The exercise. Rewrite the records from the line with "the tree trunk" up to and including the line with "pixel 43 226", putting "single point" wherever "single dot" appears and leaving everything else unchanged.

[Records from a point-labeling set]

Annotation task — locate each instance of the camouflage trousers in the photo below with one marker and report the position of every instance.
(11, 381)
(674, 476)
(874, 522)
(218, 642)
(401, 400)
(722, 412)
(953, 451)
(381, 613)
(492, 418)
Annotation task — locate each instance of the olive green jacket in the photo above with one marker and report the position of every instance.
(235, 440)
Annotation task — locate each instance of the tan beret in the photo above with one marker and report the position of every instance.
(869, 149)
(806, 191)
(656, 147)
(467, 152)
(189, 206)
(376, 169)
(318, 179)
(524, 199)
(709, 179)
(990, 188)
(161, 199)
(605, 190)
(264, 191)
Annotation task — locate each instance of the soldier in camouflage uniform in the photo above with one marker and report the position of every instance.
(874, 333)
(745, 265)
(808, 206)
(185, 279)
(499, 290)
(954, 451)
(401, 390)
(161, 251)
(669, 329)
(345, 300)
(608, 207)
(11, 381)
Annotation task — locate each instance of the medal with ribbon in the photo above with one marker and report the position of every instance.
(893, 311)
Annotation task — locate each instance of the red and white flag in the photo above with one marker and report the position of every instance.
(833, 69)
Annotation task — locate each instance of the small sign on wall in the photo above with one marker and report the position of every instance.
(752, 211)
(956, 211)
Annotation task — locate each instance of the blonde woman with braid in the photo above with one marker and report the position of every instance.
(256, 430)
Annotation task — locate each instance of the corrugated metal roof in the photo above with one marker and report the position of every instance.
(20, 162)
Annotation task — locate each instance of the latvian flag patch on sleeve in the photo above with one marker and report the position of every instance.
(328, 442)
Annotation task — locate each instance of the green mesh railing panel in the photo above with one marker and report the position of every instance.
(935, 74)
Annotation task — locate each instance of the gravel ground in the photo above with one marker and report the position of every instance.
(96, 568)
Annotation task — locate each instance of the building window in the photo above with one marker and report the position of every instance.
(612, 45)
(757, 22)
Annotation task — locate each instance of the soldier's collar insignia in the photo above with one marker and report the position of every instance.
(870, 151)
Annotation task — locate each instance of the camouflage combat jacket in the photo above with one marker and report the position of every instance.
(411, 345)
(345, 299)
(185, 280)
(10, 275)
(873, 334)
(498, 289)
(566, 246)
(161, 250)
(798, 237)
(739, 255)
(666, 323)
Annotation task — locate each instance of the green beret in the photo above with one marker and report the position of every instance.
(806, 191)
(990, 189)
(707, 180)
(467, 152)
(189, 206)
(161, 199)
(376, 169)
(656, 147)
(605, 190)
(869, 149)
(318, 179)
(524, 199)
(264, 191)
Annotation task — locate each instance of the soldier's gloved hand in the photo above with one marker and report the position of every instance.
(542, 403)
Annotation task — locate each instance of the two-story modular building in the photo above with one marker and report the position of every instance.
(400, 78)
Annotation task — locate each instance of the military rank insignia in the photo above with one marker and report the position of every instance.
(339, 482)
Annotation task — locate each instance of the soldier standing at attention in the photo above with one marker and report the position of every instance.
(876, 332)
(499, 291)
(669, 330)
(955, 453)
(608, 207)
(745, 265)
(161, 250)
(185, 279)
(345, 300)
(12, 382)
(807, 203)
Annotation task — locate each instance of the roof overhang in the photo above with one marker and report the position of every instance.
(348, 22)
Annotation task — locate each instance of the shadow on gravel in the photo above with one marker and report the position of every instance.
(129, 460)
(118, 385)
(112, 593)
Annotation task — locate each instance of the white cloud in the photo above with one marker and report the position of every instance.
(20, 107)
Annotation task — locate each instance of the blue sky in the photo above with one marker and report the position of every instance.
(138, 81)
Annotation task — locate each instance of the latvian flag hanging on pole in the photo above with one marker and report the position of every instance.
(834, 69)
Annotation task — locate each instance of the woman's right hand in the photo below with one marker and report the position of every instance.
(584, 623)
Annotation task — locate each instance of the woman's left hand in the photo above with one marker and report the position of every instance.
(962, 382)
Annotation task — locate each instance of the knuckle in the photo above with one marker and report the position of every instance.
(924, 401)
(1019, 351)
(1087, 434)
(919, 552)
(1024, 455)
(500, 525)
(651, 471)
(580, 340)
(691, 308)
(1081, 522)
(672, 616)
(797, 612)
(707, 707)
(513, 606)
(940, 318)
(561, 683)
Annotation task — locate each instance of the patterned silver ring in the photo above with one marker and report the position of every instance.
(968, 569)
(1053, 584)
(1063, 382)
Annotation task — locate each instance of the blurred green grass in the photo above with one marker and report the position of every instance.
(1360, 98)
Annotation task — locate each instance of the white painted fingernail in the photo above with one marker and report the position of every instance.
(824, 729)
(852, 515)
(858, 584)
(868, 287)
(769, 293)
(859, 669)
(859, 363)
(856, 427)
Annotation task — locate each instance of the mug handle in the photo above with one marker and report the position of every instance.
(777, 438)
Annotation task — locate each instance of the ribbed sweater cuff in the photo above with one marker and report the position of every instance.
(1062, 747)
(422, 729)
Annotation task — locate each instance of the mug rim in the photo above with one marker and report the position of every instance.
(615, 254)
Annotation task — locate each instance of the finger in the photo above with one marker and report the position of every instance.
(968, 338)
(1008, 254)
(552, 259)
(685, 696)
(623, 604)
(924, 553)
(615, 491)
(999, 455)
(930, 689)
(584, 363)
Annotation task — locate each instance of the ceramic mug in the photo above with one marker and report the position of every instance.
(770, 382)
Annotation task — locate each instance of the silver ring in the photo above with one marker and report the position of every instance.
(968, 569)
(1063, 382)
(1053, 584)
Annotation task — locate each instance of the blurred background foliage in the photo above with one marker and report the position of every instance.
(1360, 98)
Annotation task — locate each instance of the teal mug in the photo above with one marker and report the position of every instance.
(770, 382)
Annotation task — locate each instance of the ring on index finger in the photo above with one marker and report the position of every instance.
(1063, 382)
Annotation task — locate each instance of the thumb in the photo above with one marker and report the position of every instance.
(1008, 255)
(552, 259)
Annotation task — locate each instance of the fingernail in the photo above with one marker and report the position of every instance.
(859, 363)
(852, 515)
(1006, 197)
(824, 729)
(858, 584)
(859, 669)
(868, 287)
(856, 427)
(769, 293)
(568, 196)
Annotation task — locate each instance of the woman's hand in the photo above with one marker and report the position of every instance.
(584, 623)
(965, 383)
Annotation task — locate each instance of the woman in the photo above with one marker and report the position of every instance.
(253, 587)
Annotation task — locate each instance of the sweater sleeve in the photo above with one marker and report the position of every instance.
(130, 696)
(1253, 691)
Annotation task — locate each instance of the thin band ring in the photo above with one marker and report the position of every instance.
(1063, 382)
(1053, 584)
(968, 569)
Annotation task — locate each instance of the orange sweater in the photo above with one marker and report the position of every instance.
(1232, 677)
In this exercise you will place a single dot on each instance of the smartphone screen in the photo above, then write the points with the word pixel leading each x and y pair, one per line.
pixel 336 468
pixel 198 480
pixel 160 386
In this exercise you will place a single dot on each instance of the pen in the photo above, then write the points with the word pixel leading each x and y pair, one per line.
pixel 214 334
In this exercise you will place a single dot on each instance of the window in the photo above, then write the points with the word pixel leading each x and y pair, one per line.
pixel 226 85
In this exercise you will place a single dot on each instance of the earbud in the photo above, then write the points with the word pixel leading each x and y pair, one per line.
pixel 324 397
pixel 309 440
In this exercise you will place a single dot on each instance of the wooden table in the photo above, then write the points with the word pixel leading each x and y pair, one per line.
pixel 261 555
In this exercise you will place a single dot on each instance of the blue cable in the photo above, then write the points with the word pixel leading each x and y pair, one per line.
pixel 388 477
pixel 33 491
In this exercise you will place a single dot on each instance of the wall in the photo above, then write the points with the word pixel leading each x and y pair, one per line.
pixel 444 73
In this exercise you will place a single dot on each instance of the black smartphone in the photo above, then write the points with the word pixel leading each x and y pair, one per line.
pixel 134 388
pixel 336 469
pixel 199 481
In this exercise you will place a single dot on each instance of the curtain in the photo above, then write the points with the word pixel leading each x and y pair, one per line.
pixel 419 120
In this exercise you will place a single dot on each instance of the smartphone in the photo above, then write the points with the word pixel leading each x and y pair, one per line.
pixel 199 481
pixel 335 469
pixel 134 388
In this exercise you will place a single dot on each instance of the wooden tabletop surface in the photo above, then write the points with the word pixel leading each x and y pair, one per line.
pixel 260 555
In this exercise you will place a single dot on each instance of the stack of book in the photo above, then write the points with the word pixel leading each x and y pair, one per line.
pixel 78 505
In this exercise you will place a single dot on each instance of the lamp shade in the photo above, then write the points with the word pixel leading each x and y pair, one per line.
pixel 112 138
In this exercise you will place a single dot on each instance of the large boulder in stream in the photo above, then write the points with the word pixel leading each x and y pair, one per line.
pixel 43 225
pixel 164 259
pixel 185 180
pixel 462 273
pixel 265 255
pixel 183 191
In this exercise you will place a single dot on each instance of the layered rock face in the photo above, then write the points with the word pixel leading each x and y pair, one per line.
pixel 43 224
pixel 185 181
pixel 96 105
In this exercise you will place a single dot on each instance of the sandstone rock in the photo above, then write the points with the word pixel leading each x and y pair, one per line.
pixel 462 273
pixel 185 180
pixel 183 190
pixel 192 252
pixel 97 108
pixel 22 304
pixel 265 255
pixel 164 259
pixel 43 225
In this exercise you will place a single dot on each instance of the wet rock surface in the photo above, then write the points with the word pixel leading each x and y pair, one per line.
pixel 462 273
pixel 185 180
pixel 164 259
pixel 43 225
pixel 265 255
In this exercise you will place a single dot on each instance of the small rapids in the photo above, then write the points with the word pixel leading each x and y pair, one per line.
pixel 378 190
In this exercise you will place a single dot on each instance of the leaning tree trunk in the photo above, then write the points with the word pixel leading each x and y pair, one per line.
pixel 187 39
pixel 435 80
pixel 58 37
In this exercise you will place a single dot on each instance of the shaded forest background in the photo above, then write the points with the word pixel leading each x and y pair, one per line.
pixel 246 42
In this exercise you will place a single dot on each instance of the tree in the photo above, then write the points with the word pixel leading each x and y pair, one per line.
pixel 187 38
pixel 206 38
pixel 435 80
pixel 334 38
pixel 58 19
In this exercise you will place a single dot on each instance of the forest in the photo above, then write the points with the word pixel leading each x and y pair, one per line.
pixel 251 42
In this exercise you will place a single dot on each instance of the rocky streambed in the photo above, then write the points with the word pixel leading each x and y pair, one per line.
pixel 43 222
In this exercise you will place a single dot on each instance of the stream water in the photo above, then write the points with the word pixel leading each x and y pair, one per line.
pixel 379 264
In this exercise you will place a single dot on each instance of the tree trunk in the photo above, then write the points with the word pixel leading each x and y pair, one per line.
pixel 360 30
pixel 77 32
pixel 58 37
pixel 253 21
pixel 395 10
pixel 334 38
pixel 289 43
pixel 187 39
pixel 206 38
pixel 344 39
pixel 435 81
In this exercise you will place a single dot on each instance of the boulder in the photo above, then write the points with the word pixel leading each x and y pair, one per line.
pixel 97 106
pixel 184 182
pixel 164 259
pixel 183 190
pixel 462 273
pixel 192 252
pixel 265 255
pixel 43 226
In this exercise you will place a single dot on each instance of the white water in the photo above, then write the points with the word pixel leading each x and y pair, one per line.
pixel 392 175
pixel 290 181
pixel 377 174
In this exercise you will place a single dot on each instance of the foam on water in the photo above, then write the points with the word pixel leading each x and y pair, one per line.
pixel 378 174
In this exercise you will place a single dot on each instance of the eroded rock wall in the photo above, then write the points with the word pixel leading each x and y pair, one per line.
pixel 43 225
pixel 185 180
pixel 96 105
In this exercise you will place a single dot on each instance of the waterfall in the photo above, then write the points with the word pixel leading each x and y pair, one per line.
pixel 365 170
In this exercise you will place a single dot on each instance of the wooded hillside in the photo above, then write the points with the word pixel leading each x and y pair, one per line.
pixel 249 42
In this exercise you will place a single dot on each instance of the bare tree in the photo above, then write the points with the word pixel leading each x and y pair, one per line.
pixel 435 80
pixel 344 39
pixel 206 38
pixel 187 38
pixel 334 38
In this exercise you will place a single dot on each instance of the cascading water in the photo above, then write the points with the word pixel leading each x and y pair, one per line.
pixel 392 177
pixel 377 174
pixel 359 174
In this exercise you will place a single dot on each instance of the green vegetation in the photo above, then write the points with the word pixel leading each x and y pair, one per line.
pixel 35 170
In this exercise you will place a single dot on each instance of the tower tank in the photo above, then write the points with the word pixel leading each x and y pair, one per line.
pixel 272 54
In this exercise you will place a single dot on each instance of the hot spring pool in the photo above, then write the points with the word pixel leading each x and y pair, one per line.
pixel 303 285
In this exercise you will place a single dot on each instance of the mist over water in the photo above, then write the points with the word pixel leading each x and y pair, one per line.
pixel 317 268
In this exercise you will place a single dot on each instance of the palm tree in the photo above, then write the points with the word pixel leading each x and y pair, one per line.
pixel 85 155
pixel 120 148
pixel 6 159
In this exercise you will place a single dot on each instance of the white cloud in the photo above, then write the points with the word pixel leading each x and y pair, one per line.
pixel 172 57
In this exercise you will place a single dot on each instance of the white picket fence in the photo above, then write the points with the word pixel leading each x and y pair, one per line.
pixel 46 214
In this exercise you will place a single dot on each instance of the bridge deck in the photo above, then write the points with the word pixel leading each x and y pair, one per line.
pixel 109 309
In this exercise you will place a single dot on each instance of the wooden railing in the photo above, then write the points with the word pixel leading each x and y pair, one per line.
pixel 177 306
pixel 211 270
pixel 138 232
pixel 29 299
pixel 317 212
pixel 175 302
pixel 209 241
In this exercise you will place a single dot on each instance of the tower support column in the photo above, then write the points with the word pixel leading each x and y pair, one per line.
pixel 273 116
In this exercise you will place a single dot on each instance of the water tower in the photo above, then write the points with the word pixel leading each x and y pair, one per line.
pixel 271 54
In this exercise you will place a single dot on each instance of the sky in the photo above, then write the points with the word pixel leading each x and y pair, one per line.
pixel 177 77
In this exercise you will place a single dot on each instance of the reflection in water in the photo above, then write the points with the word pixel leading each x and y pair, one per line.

Right answer.
In this exercise you will place a single point on each instance of the tree trunk in the photo above, then write the points with the word pixel leading each x and y pair, one per line.
pixel 360 30
pixel 77 32
pixel 58 37
pixel 253 21
pixel 395 10
pixel 334 38
pixel 289 43
pixel 187 39
pixel 206 38
pixel 344 39
pixel 435 81
In this exercise you will place a single point on each instance of the boulder in the photo above, then write the points with the word pixel leading each x and y pair, one per line.
pixel 97 106
pixel 184 182
pixel 164 259
pixel 183 190
pixel 462 273
pixel 192 252
pixel 265 255
pixel 43 226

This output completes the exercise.